**Required tasks**
1 > Say whether each statement agrees with the DOC NYC announcement, answering yes or no and quoting the words from the announcement that settle it. (a) Every festival event will be held at IFC Center and the SVA Theatre. (b) Venus and Serena won the People's Choice Documentary Award in Toronto. (c) Can't Stand Losing You draws on a memoir by Andy Summers.
2 > Carry the DOC NYC announcement forward from its final sentence.

DOC NYC will showcase 115 films and events, including screenings of 61 feature-length films and 32 shorts as well as 22 doc-related panel discussions and masterclasses. All events will take place at IFC Center (323 Sixth Ave.) and the SVA Theatre (333 W. 23rd St.). Among the highlights:
GALAS – Opening Night (Nov. 8) will feature two films presented in separate screenings at the SVA Theatre: the US premiere of Artifact (dir. Bartholomew Cubbins), presented by Jared Leto in person, which follows his band Thirty Seconds to Mars as they battle a lawsuit against record label EMI; plus the New York City premiere of Venus and Serena (dirs. Michelle Major and Maiken Baird), an intimate look at the lives of the tennis-conquering Williams sisters. Both films had high-spirited screenings at the Toronto International Film Festival, where Artifact won the People’s Choice Documentary Award. Four other galas will feature high-profile guests in person. The world premiere of Can’t Stand Losing You (Nov. 9, dir. Andy Grieve with Lauren Lazin), presented by The Police guitarist Andy Summers, tracks the band’s history and recent reunion tour from an insider’s perspective, based on Summers’ memoir “One Train Later.” The US premiere of Iceberg Slim: Portrait of a Pimp (Nov. 9, dir. Jorge Hinojosa), presented by producer Ice-T, uncovers the life of the author/pimp who chronicled street life. The US premiere of Sing Me the Songs: A Concert for Kate McGarrigle (Nov. 10, dir. Lian Lunson), presented by Rufus Wainwright, chronicles the Wainwright family’s staging of a show at New York’s Town Hall in memory of their mother. The US premiere of Turning (Nov. 11, dir. Charles Atlas), presented by Antony Hegarty, captures a concert with Antony and the Johnsons that celebrates 13 women whose personas are hard to define, much like Antony’s. As previously announced, Closing Night (Nov. 15) will feature The Central Park Five (dirs. Ken Burns, Sarah Burns and David McMahon), which focuses on the young men wrongfully convicted and imprisoned for the notorious Central Park Jogger rape case. All the directors and several members of the Central Park Five will be in attendance.

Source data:
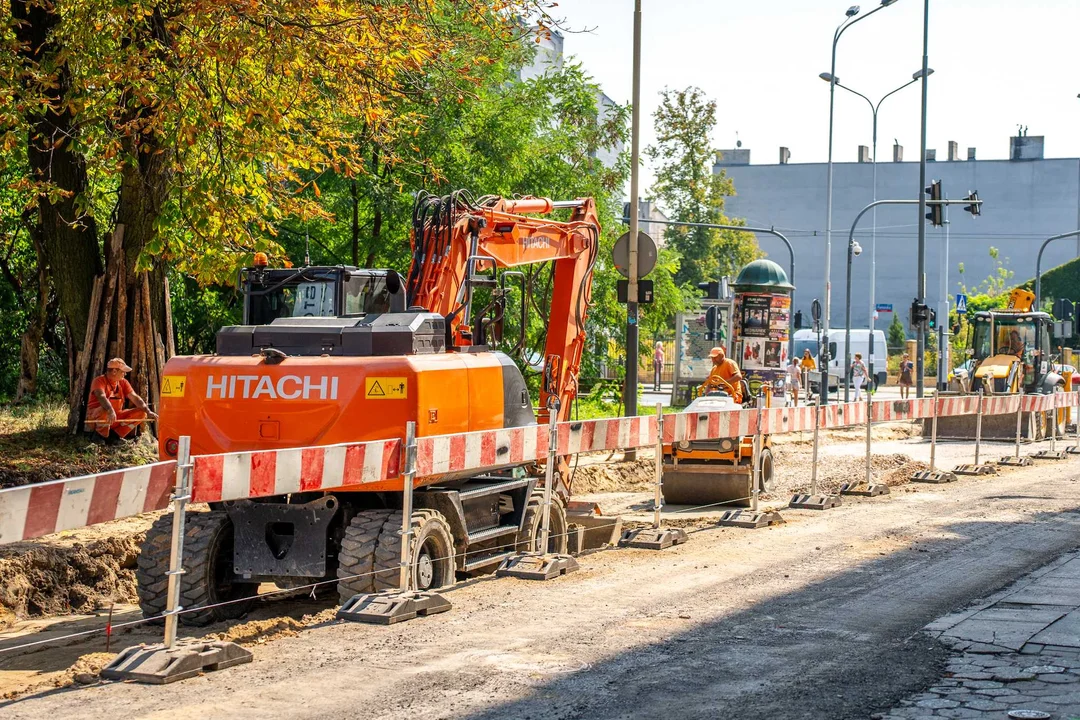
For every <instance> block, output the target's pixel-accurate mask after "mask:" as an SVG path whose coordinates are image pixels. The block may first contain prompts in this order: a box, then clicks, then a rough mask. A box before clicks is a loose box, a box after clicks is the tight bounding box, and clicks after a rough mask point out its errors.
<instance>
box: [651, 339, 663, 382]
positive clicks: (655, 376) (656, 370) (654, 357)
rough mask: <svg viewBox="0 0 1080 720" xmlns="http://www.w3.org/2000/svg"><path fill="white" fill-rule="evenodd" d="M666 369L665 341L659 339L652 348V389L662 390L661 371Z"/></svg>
mask: <svg viewBox="0 0 1080 720" xmlns="http://www.w3.org/2000/svg"><path fill="white" fill-rule="evenodd" d="M663 369H664V343H662V342H660V341H659V340H657V347H656V348H653V350H652V390H653V391H656V392H658V393H659V392H660V373H661V372H663Z"/></svg>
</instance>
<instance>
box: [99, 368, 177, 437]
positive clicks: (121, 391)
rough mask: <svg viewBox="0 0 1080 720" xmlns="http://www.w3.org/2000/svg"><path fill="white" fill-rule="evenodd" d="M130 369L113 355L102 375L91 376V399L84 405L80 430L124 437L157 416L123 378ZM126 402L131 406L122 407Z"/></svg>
mask: <svg viewBox="0 0 1080 720" xmlns="http://www.w3.org/2000/svg"><path fill="white" fill-rule="evenodd" d="M131 370H132V369H131V368H130V367H127V364H126V363H124V362H123V359H121V358H119V357H113V358H112V359H110V361H109V362H108V363H107V364H106V368H105V375H100V376H98V377H96V378H94V381H93V382H92V383H91V384H90V402H89V403H87V404H86V424H85V425H84V426H83V430H85V431H86V432H87V433H92V436H91V437H92V438H94V439H96V438H97V437H100V438H102V439H105V440H108V439H111V438H112V437H113V434H114V435H116V437H117V438H120V439H123V438H126V437H127V436H129V435H131V434H132V433H134V432H135V430H136V429H137V427H138V425H139V424H140V423H143V422H144V421H145V420H147V419H148V418H149V419H151V420H157V419H158V413H157V412H154V411H153V410H151V409H150V407H149V406H148V405H147V404H146V400H144V399H143V398H141V397H139V396H138V395H137V394H136V393H135V389H134V388H132V383H130V382H127V379H126V378H125V377H124V376H125V375H127V373H129V372H131ZM125 402H126V403H131V404H132V405H133V406H134V407H130V408H124V403H125Z"/></svg>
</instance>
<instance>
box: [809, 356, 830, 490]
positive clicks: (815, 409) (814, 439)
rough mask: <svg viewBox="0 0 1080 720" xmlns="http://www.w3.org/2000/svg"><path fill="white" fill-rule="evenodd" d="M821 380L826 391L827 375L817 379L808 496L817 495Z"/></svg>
mask: <svg viewBox="0 0 1080 720" xmlns="http://www.w3.org/2000/svg"><path fill="white" fill-rule="evenodd" d="M822 379H824V382H825V388H824V390H825V391H826V392H827V391H828V375H827V373H825V372H822V373H821V376H820V377H819V378H818V389H819V390H818V398H816V399H818V405H816V407H814V409H813V457H812V458H811V460H810V463H811V464H810V494H811V495H816V494H818V440H819V434H820V427H819V426H820V425H821V395H822V392H821V391H822V384H821V383H822Z"/></svg>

**Activity answers**
1 >
(a) Yes: "All events will take place at IFC Center (323 Sixth Ave.) and the SVA Theatre (333 W. 23rd St.)."
(b) No: "where Artifact won the People’s Choice Documentary Award."
(c) Yes: "based on Summers’ memoir “One Train Later.”"

2 >
VIEWFINDERS COMPETITION – Ten films notable for their distinct directorial vision. World premieres include Shenandoah (dir. David Turnley), which examines a small-town murder, directed by the Pulitzer Prize-winning photographer; and A Girl and a Gun (dir. Cathryne Czubeck), a look at women who embrace gun culture. US premieres include Rafea: Solar Mama (dirs. Jehane Noujaim and Mona Eldaief), which follows an illiterate Jordanian woman who becomes a solar panel engineer; Far Out Isn’t Far Enough: The Tomi Ungerer Story (dir. Brad Bernstein), a portrait of the prolific illustrator of children’s books, protest posters and erotica; and The Pervert’s Guide to Ideology (dir. Sophie Fiennes), featuring the philosopher Slavoj Zizek as he explores the ideological messages of famous film clips. Films making their New York City premieres include Shepard & Dark (dir. Treva Wurmfeld), in which playwright Sam Shepard revisits the past with his longtime friend Johnny Dark; Sweet Dreams (dirs. Rob Fruchtman and Lisa Fruchtman), about a Rwandan women’s drum troupe that opens the country’s first locally made ice cream shop; Informant (dir. Jamie Meltzer), which probes the radical activist turned FBI informant Brandon Darby; Birth Story: Ina May Gaskin & The Farm Midwives (dirs. Sara Lamm and Mary Wigmore), a look at the 1970s hippie commune that changed a generation’s approach to childbirth; and Gypsy Davy (dir. Rachel Leah Jones), about the mysterious figure behind the Counting Crows’ song “Mr. Jones,” seen through the eyes of his filmmaker daughter.
METROPOLIS COMPETITION – Seven films rooted in New York City. World premieres include Building Babel (dir. David Osit), which takes us behind the scenes of the controversial mosque project near Ground Zero in lower Manhattan; More Than a Rainbow (dir. Dan Wechsler), a look at street photographer Matt Weber; and Zipper! (dir. Amy Nicholson), which examines the changing nature of Coney Island. US premieres include Radioman (dir. Mary Kerr), a portrait of the legendary New York movie bit player; and Men at Lunch (dir. Seán Ó Cualáín), which tells the story behind the famous photograph of steelworkers on Rockefeller Center. New York City premieres include Plimpton! Starring George Plimpton as Himself (dirs. Tom Bean and Luke Poling), about the acclaimed author and editor of The Paris Review; and Drivers Wanted (dir. Joshua Z Weinstein), about a taxi garage across from the UN.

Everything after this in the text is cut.